--- begin Exercise inputs ---
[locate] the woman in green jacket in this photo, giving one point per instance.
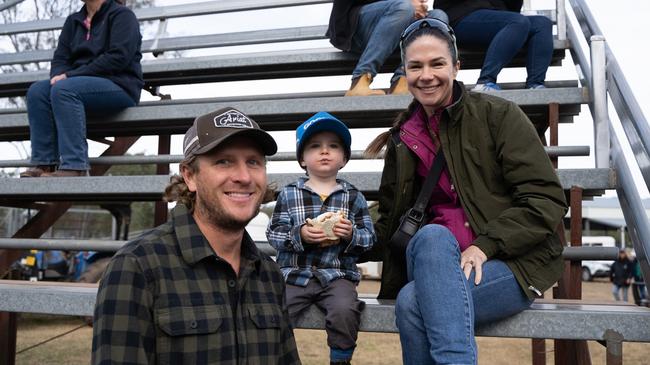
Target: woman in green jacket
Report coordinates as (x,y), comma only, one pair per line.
(490,246)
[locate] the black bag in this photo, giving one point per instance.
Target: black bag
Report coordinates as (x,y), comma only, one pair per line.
(414,218)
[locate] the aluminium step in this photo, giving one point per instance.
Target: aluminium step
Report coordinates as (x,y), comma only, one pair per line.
(237,67)
(285,112)
(570,253)
(150,187)
(470,57)
(545,319)
(173,11)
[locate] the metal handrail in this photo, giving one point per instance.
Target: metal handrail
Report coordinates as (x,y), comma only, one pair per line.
(632,119)
(637,132)
(9,4)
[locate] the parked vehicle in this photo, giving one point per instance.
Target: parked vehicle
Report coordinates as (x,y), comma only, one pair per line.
(56,265)
(596,268)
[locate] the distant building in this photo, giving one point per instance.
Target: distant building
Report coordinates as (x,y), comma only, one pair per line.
(603,216)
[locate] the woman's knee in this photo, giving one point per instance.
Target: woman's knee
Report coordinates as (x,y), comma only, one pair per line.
(540,23)
(406,304)
(433,235)
(519,23)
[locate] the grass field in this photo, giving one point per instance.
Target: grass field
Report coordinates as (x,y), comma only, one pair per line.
(373,348)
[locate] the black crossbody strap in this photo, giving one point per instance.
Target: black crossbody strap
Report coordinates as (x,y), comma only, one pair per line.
(429,183)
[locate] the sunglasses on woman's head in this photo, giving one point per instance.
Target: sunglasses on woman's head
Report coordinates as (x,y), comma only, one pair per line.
(427,23)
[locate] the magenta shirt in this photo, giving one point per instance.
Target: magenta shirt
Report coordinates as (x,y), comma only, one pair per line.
(444,205)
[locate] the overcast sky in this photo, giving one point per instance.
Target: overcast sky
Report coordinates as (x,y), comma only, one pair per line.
(623,23)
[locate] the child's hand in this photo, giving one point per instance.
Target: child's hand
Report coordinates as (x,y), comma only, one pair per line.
(343,229)
(312,235)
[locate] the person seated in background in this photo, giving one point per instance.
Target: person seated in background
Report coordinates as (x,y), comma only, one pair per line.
(319,264)
(95,70)
(371,28)
(499,28)
(620,274)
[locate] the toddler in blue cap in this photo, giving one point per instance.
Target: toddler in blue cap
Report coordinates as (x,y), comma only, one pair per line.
(319,227)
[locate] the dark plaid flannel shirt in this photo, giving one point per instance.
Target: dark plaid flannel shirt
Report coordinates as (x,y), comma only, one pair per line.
(296,202)
(167,298)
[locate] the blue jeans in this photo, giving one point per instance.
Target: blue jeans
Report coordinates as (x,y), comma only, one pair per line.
(437,310)
(379,28)
(504,33)
(57,117)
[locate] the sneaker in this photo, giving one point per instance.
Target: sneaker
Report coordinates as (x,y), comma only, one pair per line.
(488,86)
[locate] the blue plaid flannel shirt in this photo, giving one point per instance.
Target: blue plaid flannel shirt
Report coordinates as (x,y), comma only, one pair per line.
(299,263)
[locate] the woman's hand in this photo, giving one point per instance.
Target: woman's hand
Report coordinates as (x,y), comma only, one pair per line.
(57,78)
(343,229)
(473,258)
(421,8)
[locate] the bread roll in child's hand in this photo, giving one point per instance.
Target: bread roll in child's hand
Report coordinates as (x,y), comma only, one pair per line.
(326,222)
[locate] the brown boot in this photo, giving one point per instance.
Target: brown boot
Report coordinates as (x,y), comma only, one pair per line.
(66,173)
(399,87)
(37,171)
(361,87)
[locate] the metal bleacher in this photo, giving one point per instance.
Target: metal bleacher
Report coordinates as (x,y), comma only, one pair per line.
(562,319)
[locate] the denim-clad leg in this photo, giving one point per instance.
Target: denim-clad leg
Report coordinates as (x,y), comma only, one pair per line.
(57,117)
(504,33)
(42,130)
(452,305)
(378,32)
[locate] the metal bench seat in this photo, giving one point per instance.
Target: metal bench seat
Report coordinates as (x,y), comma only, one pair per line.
(285,112)
(151,187)
(559,319)
(249,66)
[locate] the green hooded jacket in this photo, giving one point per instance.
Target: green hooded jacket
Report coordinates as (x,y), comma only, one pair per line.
(507,186)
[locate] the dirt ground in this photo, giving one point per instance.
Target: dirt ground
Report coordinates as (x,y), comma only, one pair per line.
(373,348)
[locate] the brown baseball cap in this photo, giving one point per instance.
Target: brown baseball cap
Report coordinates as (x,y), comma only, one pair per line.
(210,130)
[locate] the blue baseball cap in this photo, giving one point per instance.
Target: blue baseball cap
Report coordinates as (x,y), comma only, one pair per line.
(322,122)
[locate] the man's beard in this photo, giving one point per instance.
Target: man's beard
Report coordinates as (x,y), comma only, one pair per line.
(215,215)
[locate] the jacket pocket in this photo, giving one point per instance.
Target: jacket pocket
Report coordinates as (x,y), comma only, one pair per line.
(183,321)
(265,316)
(185,331)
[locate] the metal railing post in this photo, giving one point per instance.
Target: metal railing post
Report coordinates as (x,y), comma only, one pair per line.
(599,100)
(560,19)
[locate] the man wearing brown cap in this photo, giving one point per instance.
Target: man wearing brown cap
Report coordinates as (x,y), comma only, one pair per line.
(196,290)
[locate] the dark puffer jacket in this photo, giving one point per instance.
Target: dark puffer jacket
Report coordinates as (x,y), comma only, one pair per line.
(111,49)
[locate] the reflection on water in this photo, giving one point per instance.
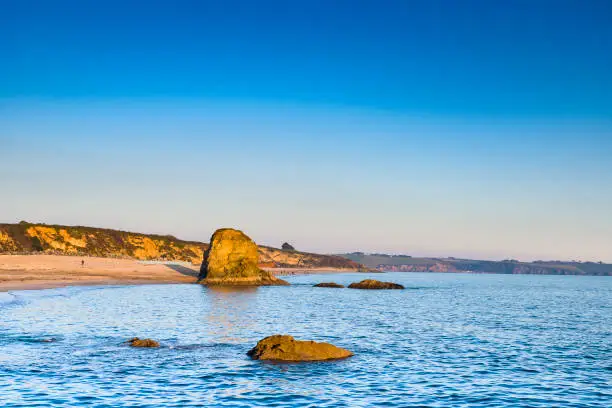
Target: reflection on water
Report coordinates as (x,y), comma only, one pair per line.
(448,340)
(228,311)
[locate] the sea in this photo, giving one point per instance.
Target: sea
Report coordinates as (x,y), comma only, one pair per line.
(447,340)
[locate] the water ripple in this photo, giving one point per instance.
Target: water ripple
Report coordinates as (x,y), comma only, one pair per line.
(451,340)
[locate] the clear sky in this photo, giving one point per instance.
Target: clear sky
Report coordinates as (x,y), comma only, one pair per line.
(449,128)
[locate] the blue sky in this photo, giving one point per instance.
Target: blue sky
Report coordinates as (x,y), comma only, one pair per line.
(474,128)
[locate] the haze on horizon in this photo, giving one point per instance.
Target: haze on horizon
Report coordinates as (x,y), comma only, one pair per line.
(471,129)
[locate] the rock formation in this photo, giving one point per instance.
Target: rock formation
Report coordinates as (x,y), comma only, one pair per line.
(374,284)
(328,285)
(231,259)
(136,342)
(286,348)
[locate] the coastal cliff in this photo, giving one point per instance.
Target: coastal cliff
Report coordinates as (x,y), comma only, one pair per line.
(26,238)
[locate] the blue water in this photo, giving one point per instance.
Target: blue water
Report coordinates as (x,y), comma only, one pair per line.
(448,340)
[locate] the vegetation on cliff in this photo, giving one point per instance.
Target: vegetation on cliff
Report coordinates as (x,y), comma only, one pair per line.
(26,238)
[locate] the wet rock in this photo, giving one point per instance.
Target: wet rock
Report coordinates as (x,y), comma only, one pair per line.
(136,342)
(231,259)
(374,284)
(328,285)
(286,348)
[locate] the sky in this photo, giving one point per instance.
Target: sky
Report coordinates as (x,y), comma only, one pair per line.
(477,129)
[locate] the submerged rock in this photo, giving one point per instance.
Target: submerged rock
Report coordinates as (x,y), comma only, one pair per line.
(374,284)
(136,342)
(286,348)
(328,285)
(231,259)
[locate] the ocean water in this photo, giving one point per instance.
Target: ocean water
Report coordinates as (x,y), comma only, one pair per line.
(448,340)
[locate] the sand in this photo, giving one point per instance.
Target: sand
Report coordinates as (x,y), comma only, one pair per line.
(23,272)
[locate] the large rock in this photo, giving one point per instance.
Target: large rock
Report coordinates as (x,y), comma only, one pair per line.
(328,285)
(374,284)
(136,342)
(286,348)
(231,259)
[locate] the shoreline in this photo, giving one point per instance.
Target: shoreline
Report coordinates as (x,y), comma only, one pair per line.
(36,272)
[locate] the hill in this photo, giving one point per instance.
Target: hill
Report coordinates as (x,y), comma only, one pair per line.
(27,238)
(405,263)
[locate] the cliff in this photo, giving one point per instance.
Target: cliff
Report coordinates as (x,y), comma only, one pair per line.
(77,240)
(404,263)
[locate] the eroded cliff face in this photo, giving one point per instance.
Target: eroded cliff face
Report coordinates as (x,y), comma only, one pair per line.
(64,240)
(70,240)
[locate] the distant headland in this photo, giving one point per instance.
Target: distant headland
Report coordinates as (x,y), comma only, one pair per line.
(406,263)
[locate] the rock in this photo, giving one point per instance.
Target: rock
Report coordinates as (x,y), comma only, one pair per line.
(286,348)
(328,285)
(231,259)
(136,342)
(374,284)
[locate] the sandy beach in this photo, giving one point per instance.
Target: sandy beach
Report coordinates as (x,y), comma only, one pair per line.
(23,272)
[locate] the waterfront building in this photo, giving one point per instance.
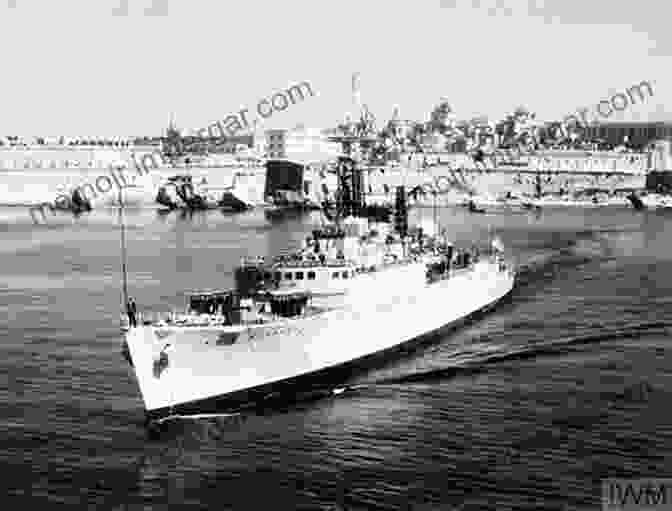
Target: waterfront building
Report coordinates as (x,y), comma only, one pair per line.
(638,134)
(300,143)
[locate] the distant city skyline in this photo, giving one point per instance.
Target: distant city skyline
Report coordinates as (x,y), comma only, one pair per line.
(76,68)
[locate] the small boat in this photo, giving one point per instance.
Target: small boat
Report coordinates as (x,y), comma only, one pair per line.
(650,201)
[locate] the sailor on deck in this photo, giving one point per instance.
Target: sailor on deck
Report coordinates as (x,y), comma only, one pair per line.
(132,312)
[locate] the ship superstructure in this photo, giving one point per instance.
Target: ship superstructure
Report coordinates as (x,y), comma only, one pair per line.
(356,288)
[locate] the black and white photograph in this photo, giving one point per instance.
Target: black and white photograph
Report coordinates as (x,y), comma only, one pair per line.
(338,256)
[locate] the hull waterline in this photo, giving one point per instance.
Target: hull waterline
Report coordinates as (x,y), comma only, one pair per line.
(328,350)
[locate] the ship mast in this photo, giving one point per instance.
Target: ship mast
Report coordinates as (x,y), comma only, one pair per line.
(124,289)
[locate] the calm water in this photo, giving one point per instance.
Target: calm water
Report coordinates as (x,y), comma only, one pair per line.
(565,383)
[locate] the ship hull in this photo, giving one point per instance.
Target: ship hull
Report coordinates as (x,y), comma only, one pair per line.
(313,355)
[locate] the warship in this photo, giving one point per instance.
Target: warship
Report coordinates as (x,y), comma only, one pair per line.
(358,288)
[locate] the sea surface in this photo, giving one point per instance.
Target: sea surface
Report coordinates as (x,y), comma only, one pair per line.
(567,382)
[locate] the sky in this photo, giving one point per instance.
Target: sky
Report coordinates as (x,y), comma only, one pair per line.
(122,67)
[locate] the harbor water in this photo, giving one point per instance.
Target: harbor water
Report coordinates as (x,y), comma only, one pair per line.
(565,383)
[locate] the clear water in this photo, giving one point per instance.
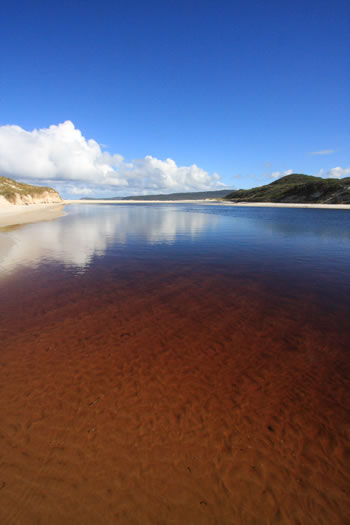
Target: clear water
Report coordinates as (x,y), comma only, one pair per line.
(176,364)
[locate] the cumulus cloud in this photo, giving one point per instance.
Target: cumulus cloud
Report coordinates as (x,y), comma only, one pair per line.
(338,172)
(279,174)
(62,154)
(323,152)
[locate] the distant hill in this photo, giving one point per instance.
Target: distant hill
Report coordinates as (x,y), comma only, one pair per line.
(297,188)
(19,193)
(196,195)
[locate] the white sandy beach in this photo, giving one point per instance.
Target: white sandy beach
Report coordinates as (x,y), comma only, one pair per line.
(21,214)
(13,214)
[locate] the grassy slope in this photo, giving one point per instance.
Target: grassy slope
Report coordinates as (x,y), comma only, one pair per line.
(9,187)
(297,188)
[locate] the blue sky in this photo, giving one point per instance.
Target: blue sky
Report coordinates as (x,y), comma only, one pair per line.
(246,90)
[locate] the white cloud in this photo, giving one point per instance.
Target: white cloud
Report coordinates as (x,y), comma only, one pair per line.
(279,174)
(61,154)
(323,152)
(338,172)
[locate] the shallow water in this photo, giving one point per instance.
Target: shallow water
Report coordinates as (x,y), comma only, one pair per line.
(176,364)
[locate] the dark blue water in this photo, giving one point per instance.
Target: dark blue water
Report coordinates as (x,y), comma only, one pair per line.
(179,363)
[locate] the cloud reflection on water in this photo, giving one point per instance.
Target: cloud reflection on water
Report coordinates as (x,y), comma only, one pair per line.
(89,230)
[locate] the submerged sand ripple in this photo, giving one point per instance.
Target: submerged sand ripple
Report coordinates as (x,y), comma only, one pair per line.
(175,399)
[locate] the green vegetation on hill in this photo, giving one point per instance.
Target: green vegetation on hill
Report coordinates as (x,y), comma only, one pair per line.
(9,188)
(297,188)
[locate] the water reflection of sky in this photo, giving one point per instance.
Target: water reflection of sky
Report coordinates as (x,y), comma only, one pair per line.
(259,238)
(91,230)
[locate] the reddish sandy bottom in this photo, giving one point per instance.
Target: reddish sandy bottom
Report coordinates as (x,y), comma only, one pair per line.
(169,398)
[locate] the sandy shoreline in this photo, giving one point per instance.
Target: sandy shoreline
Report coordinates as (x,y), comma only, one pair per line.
(27,213)
(216,202)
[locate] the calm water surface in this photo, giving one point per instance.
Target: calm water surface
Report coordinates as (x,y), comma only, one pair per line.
(176,364)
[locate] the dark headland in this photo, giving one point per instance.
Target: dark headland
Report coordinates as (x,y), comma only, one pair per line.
(297,188)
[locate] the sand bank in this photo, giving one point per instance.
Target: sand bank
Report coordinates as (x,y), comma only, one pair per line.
(21,213)
(216,202)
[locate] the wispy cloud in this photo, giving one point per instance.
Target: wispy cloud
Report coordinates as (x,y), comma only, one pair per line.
(61,155)
(323,152)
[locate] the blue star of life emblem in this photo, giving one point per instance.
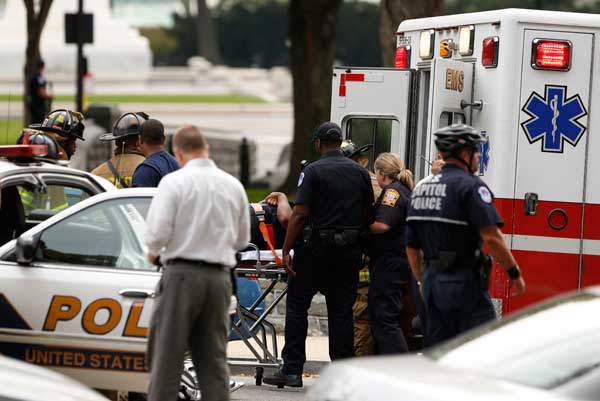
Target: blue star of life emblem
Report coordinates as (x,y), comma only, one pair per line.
(554,118)
(484,151)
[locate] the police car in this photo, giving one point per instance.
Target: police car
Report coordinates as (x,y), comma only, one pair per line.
(20,381)
(547,351)
(34,188)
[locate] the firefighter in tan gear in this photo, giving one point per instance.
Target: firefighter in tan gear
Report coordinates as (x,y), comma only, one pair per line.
(363,339)
(63,127)
(126,134)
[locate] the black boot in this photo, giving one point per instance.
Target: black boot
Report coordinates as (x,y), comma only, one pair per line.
(281,380)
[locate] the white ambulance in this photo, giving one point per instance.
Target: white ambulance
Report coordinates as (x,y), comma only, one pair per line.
(529,80)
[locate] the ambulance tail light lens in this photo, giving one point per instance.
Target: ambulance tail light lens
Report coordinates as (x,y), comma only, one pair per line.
(551,55)
(426,44)
(466,36)
(489,54)
(20,151)
(403,57)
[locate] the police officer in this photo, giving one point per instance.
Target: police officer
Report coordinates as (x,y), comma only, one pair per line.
(363,337)
(332,205)
(451,216)
(126,132)
(390,273)
(158,161)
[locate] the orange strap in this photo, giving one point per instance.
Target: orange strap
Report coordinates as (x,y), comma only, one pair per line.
(260,214)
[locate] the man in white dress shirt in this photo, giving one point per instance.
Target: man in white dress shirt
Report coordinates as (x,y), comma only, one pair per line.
(198,219)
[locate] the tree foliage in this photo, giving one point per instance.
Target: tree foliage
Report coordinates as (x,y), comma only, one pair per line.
(37,14)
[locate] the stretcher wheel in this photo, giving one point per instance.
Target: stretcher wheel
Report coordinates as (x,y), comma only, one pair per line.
(260,371)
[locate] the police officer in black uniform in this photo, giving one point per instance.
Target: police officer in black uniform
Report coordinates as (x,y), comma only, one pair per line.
(332,210)
(388,266)
(450,217)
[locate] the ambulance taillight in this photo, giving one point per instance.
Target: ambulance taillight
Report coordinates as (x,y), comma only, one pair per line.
(489,54)
(403,57)
(551,55)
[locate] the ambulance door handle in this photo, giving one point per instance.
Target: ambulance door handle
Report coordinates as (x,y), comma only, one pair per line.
(135,293)
(476,105)
(531,201)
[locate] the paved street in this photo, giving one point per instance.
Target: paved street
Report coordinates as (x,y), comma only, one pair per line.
(268,393)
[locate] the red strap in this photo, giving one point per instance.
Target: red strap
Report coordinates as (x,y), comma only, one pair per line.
(265,232)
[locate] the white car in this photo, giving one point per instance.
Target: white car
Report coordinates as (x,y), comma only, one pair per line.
(21,381)
(76,292)
(548,351)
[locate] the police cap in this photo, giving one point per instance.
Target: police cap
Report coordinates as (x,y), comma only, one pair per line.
(350,149)
(451,139)
(127,124)
(328,132)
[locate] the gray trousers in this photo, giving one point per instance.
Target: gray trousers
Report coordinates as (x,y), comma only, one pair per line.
(191,313)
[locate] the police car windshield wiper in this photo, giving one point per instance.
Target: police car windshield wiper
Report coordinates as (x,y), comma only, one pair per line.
(42,187)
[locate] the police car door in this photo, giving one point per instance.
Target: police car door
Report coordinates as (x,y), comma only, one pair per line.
(551,163)
(372,107)
(451,89)
(83,305)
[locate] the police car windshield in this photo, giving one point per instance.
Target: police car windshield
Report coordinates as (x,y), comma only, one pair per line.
(543,347)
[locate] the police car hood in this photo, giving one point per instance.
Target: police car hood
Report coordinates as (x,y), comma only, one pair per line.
(412,378)
(22,381)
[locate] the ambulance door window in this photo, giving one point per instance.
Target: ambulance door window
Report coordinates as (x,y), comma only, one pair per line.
(374,131)
(109,234)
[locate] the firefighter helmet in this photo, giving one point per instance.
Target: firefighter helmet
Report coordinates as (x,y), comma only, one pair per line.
(40,138)
(450,140)
(127,124)
(62,122)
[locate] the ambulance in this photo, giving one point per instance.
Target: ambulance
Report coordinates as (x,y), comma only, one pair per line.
(528,79)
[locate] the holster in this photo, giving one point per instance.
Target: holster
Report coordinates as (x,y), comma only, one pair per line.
(485,268)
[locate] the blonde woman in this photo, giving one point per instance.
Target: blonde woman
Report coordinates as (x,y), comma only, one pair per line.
(389,269)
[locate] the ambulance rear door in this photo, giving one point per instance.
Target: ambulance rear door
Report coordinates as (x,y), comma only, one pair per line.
(372,106)
(551,164)
(451,89)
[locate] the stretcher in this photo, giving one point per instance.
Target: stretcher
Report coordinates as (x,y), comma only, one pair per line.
(250,323)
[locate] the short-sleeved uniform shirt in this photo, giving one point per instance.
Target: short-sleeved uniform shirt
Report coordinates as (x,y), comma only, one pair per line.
(446,212)
(390,208)
(337,190)
(153,169)
(35,102)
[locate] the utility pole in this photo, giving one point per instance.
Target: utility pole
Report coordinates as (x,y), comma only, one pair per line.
(79,30)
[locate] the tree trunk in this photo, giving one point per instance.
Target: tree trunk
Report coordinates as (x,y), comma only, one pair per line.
(395,11)
(312,52)
(36,19)
(208,46)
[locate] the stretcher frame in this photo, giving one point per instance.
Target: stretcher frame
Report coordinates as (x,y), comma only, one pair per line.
(254,326)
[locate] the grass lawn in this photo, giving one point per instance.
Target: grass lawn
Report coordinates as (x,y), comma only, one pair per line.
(10,130)
(149,99)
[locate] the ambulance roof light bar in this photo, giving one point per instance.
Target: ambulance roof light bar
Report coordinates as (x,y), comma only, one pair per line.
(23,151)
(403,57)
(466,39)
(489,54)
(548,54)
(426,44)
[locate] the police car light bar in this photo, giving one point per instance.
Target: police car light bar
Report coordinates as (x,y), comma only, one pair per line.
(489,54)
(403,57)
(21,151)
(551,55)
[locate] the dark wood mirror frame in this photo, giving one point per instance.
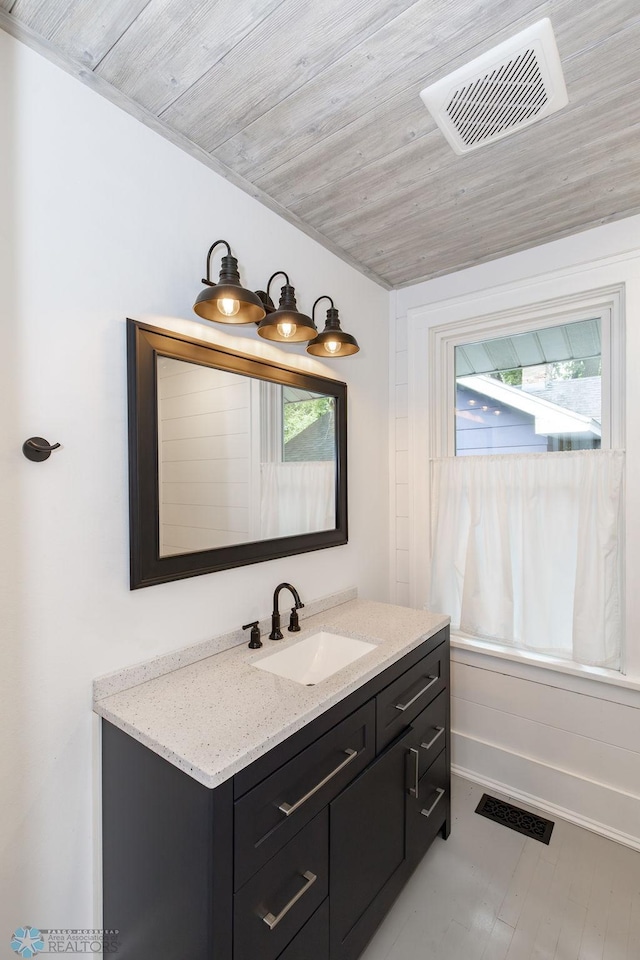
--- end Exercise inputs ---
* _Stated exercise_: Please shift every coordinate in the answers up by 69 and write out the lines again with the requests included, beginning at the line that has "[locate] the ambulance roof" and stopping at the end of the material. Leave the pictures out of your answer.

* _Full answer_:
[locate] the ambulance roof light bar in this photo, giving one point per instance.
Target: ambulance roof light bar
Report coordinates as (x,y), comma only, one pair per line.
(92,220)
(472,126)
(535,108)
(558,123)
(617,123)
(495,113)
[locate] the police car light bar in this photo, giving one point per instance.
Target: police car light bar
Report coordinates as (x,y), comma only, one pair per line.
(558,123)
(472,126)
(90,220)
(620,124)
[locate] the dark wood mirror frame in this photo, giving one point per instance.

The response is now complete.